:: Dataset records ::
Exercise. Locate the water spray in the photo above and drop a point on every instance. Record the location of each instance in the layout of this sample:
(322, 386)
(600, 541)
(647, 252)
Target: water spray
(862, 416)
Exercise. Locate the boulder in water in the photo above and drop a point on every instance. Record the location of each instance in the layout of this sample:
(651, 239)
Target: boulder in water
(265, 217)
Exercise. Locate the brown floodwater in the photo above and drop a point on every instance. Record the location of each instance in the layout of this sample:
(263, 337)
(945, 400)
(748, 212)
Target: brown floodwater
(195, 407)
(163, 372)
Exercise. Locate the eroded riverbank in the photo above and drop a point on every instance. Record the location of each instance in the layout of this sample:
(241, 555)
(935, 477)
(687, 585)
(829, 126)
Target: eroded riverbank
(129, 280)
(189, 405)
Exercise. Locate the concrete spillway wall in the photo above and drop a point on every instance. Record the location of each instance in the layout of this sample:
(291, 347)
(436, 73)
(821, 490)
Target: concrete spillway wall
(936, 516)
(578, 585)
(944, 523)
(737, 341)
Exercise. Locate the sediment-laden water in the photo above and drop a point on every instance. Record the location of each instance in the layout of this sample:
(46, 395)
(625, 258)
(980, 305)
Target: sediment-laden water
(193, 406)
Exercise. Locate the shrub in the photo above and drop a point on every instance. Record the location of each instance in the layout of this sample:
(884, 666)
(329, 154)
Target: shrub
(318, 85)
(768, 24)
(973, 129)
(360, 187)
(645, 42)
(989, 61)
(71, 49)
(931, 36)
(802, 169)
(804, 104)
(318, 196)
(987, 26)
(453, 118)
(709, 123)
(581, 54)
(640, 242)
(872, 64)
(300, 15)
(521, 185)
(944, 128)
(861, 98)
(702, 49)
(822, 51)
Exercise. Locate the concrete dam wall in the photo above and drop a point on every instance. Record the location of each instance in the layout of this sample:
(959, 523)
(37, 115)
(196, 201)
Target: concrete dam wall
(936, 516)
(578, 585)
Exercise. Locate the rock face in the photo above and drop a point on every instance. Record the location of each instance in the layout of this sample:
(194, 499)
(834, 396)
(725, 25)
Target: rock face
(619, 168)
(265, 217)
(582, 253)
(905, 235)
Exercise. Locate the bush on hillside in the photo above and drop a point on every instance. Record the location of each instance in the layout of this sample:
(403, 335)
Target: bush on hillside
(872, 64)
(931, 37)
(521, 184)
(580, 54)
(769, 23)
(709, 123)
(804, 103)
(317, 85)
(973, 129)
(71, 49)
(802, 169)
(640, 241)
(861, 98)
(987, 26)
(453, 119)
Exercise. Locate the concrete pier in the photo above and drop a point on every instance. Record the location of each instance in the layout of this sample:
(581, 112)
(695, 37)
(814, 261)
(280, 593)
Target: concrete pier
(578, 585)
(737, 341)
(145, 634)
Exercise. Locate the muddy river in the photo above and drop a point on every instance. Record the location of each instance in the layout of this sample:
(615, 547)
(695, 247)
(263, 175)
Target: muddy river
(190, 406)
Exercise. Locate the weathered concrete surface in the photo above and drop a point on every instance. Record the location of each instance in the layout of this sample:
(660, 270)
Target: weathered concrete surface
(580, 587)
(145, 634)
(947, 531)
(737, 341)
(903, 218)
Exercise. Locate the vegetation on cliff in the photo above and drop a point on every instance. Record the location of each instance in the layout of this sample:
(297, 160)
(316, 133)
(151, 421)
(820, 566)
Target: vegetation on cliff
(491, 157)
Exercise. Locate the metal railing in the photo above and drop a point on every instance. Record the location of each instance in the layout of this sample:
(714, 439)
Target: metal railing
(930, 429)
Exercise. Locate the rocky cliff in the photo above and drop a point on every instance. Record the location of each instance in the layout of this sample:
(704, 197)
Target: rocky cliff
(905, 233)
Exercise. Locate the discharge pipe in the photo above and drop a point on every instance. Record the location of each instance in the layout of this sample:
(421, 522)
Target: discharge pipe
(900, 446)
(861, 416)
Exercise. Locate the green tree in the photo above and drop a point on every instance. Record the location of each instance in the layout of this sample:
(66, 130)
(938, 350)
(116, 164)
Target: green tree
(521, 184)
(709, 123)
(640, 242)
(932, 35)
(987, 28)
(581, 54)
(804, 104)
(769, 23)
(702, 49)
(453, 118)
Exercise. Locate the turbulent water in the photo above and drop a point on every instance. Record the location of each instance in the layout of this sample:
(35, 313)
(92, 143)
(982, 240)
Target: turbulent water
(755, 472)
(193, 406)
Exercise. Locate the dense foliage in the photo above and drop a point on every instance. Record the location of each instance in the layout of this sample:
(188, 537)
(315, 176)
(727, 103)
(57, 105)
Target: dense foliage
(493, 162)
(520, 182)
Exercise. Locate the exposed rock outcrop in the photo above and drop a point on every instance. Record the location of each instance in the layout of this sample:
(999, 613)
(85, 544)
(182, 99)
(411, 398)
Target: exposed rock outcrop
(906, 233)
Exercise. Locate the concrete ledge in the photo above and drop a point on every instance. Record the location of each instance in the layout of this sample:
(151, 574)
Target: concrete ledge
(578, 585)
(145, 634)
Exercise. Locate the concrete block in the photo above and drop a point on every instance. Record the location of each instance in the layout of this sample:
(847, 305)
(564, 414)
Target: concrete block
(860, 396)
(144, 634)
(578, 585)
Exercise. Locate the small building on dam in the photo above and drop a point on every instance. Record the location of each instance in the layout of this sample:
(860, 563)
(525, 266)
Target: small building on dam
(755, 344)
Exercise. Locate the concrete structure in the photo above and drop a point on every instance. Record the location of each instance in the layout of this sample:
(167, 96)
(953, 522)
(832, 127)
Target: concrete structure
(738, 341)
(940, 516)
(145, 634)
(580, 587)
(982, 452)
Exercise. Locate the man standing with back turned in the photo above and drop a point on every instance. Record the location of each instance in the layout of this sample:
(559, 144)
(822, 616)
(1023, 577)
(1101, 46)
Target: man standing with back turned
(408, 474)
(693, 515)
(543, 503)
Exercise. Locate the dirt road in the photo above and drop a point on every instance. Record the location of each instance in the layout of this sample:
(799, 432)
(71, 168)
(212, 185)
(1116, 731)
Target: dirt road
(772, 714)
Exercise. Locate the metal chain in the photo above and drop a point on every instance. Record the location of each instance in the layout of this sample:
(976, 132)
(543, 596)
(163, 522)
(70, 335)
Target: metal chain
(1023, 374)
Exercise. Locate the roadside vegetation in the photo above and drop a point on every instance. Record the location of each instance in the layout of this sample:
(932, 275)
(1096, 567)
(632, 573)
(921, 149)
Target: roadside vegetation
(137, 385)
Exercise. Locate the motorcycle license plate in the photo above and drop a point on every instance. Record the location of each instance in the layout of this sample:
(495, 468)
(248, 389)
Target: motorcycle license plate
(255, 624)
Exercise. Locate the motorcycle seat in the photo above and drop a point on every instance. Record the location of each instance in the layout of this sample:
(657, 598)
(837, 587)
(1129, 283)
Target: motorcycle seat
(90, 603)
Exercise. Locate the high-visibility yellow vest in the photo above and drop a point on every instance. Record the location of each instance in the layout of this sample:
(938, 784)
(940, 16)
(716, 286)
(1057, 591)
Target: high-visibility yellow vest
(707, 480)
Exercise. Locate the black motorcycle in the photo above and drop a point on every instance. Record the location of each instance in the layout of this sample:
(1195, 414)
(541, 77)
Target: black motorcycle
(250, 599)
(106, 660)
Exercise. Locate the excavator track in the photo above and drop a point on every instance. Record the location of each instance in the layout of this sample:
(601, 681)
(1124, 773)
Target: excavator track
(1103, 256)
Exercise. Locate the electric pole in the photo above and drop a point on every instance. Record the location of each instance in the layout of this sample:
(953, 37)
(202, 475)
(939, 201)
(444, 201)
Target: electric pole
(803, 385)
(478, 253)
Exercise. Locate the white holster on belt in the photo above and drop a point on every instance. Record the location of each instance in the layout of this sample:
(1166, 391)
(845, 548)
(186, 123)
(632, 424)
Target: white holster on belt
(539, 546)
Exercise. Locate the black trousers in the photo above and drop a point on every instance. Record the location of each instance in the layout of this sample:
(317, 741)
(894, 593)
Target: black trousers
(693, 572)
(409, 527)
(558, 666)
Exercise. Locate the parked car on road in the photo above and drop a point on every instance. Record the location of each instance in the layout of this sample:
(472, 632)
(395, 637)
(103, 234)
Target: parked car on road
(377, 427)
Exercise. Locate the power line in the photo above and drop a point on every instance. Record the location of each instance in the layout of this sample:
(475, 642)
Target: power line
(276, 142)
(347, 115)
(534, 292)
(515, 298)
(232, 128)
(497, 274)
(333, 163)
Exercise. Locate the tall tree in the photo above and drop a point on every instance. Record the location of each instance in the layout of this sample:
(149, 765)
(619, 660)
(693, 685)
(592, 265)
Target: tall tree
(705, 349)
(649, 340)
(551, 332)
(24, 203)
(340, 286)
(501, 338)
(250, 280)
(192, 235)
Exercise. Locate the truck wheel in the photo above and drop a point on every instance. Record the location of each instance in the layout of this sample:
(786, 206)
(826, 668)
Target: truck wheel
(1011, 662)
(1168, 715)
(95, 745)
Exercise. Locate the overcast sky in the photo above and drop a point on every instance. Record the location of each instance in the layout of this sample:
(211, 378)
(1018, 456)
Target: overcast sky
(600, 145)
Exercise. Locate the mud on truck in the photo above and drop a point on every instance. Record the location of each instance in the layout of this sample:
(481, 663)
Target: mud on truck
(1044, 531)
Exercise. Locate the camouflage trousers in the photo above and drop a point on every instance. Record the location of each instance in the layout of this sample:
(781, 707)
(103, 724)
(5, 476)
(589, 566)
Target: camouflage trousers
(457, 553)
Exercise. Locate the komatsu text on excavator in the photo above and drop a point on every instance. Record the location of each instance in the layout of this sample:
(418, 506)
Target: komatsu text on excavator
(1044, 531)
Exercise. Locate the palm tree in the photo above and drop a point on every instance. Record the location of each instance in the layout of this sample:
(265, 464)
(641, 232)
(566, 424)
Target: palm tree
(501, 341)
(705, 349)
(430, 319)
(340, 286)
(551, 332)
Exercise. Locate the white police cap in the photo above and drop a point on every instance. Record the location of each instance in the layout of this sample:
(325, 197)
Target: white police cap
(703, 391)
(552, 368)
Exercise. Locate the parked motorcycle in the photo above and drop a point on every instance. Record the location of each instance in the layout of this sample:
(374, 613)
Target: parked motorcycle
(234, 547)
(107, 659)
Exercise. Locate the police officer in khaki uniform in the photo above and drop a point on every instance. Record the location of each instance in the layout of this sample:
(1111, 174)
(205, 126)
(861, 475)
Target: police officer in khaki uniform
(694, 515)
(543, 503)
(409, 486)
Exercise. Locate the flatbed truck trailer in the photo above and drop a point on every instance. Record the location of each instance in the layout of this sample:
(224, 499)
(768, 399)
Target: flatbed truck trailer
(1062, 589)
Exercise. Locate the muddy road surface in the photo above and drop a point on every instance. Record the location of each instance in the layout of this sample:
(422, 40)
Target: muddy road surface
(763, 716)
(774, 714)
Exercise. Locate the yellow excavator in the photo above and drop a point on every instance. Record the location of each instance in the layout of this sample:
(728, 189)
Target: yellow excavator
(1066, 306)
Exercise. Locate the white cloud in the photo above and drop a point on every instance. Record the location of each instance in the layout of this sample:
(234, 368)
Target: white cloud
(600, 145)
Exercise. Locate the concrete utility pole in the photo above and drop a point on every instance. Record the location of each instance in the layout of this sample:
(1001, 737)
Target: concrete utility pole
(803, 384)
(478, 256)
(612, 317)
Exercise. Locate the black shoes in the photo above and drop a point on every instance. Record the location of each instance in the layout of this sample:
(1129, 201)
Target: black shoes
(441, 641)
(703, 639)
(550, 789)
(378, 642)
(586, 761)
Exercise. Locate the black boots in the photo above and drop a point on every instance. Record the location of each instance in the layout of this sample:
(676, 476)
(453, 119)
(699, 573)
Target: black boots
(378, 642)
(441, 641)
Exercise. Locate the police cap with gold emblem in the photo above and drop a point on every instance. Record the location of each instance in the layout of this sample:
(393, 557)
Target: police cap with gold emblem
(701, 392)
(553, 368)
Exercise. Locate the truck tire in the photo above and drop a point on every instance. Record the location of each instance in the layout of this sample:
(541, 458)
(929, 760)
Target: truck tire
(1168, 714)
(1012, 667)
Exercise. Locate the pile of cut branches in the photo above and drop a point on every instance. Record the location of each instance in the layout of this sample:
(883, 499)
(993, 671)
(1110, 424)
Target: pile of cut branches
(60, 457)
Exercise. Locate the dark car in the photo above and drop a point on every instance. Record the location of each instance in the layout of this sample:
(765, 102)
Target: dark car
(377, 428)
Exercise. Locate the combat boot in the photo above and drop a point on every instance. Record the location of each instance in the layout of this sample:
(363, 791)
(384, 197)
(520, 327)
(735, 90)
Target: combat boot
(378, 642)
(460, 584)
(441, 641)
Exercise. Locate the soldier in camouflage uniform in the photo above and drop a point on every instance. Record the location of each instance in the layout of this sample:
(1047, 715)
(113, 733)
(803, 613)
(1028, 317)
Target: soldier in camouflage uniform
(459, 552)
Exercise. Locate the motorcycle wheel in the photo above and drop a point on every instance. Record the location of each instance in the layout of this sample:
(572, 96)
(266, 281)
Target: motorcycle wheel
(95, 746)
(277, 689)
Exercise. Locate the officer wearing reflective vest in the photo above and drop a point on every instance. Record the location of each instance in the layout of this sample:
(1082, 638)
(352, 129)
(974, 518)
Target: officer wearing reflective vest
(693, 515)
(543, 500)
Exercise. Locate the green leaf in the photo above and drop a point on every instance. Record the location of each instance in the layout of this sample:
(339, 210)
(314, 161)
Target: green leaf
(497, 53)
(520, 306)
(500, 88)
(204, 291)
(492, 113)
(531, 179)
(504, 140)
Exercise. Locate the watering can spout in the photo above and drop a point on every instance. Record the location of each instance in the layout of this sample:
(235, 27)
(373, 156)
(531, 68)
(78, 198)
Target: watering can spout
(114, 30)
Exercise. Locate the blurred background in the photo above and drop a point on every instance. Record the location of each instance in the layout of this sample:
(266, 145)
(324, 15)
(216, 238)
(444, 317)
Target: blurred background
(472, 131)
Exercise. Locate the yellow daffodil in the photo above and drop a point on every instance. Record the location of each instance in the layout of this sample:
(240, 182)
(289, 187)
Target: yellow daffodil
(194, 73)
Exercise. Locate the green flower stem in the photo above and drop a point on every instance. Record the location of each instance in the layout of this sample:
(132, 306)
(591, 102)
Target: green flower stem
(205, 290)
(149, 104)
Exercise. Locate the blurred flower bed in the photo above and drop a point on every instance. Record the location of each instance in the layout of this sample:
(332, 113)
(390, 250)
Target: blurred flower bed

:: Exercise goal ::
Look above for the line containing "Exercise. Locate the small" and the line containing "(1129, 283)". Transcribe both, with the lines between them, exactly.

:: Response ::
Exercise. Locate the small building on dam in the photo above and drop a point on every instance. Record the location of each instance in the layout of this sample:
(860, 563)
(525, 266)
Target: small building on dam
(755, 344)
Exercise. Locate the concrete structure in the photo above and drop a point on every instance. Record the location of each instance in the layout of this sample:
(167, 96)
(953, 522)
(832, 127)
Target: concrete structure
(738, 341)
(940, 516)
(145, 634)
(580, 587)
(982, 452)
Exercise. Locate the man standing with back turned in the photo above and drop a point on every instance. Record the location of each instance in the layout of this sample:
(559, 144)
(822, 616)
(1023, 577)
(1101, 46)
Target: man standing with back turned
(408, 474)
(693, 515)
(543, 503)
Exercise. Locate the dirt road in the photo above and drop a point on every instance. Record the location of each instance in the layout of this sample:
(799, 432)
(71, 168)
(212, 185)
(1116, 731)
Target: dirt road
(772, 714)
Exercise. Locate the metal chain in the photo above and drop a point on every instance. Record the location of each instance in the layout of this sample:
(976, 132)
(543, 596)
(163, 522)
(70, 335)
Target: metal chain
(1023, 374)
Exercise. Locate the roadside vegetation in the photo above and drop a point on every instance. Record the location of each instance in the layout of this sample:
(932, 275)
(1096, 567)
(632, 573)
(921, 149)
Target: roadside vegetation
(137, 385)
Exercise. Locate the motorcycle license plate in the photo above and drop a point on every instance. Record the location of each instance in the layout of this sample:
(495, 468)
(248, 389)
Target: motorcycle license plate
(255, 624)
Exercise. Locate the motorcycle seat in the photo above and drop a point on every instance. Record the location of each instance in the layout of this sample:
(657, 598)
(837, 587)
(1129, 283)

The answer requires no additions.